TEXTE EXTRAIT:
════════════════════
Enquête sur la crise financière des Caisses d’épargne 4. Opération à hauts risques en faveur de Lagardère

31/01/2008Par

Du « capitalisme de la barbichette » au « capitalisme de connivence », le système économique français est, de longue date, affublé de nombreux sobriquets. Ceux-ci soulignent souvent un trait distinctif : même s’il s’est converti aux règles anglo-saxonnes, le capitalisme hexagonal est moins transparent que d’autres. Et si c’est le plus souvent le marché qui commande, il reste que la politique génère des interfèrences. Ainsi y-t-il à Paris des banques d’affaires. Mais il y a aussi des « banques d’influence ». C'est de cette manière que les banquiers désignent les établissements qui acceptent de rendre des services, petits ou grands, aux hommes politiques ou aux hommes d'affaires de premier plan.
 
Est-ce dans cette catégorie qu’il faut classer les Caisses d’épargne ? En tout cas, Charles Milhaud, le président du directoire de la Caisse nationale des caisses d'épargne (CNCE), est un banquier qui sait se rendre utile. Depuis le début des années 2000, il a multiplié les aides aux journaux qui lui demandaient des subsides. A la demande du ministre des finances, Laurent Fabius, il a aidé à la recapitalisation de L’Humanité : le 15 mai 2001, les Caisses d’épargne ont participé à la création de la Société Humanité Investissements Pluralisme, aux côtés de Hachette (groupe Lagardère) et de TF1, laquelle société commune est entrée au capital du journal communiste à hauteur de 20 %. Dans le même mouvement, l’Ecureuil a apporté aussi des subsides à La Croix.

Dans le cas du journal Le Monde, Charles Milhaud s’est encore plus investi. Disposant depuis plusieurs années d’un conseiller secret, en la personne d’Alain Minc, le président du conseil de surveillance du journal, le patron de l’Ecureuil a accepté de venir au secours du groupe de presse, en 2003, en souscrivant aux obligations renouvelables en actions (ORA) émises par le groupe de presse à hauteur de 5 millions d’euros, mais à la condition que cela ne se sache pas. Une solution de portage des ORA du Monde souscrites par la CNCE a donc été organisée grâce au géant français de la réassurance, la SCOR, dont le patron est Denis Kessler, l’ancien numéro deux du Medef.

 La CNCE est donc coutumière de ce genre de pratique, rendant, quand elle le juge utile, les services qu’on lui demande. Mais en 2006, ce système va s’emballer. Car pour rendre service au groupe Lagardère – et à l’Elysée qui fait fortement pression en ce sens -, la CNCE va prendre des risques plus importants, très au-delà de ce qu’autorisent ses procédures internes. Pour mesurer le risque encouru par l’Ecureuil, il suffit de prendre connaissance du procès-verbal du comité des risques de la CNCE, en date du 17 mars 2006, dont MediaPart à obtenu une copie [document 1, document 2, document 3, document 4]. Dans le souci de bien interpréter ce document, nous l’avons soumis à trois experts français du secteur bancaire, réputés pour leur sérieux, qui nous ont tous dit leur stupéfaction devant cette opération de vente à terme des titres EADS pour le compte du groupe Lagardère (figurant parmi les principaux actionnaires du géant européen de l'aéronautique). Stupéfaction parce que la décision de la CNCE ne répond à aucun des critères habituels de la profession.
════════════════════
DONNÉES PRÉSENTÉES:

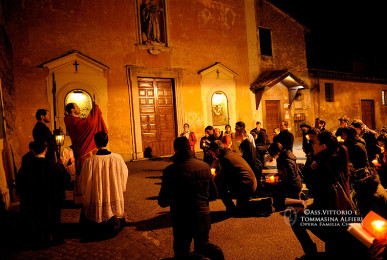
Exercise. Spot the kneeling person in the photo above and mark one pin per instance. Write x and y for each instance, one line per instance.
════════════════════
DÉFI:
Recopiez mot pour mot le passage de l'enquête sur les Caisses d'épargne qui commence à « 31/01/2008Par » et se termine à « de premier plan. ».

RÉPONSE ATTENDUE:
31/01/2008Par

Du « capitalisme de la barbichette » au « capitalisme de connivence », le système économique français est, de longue date, affublé de nombreux sobriquets. Ceux-ci soulignent souvent un trait distinctif : même s’il s’est converti aux règles anglo-saxonnes, le capitalisme hexagonal est moins transparent que d’autres. Et si c’est le plus souvent le marché qui commande, il reste que la politique génère des interfèrences. Ainsi y-t-il à Paris des banques d’affaires. Mais il y a aussi des « banques d’influence ». C'est de cette manière que les banquiers désignent les établissements qui acceptent de rendre des services, petits ou grands, aux hommes politiques ou aux hommes d'affaires de premier plan.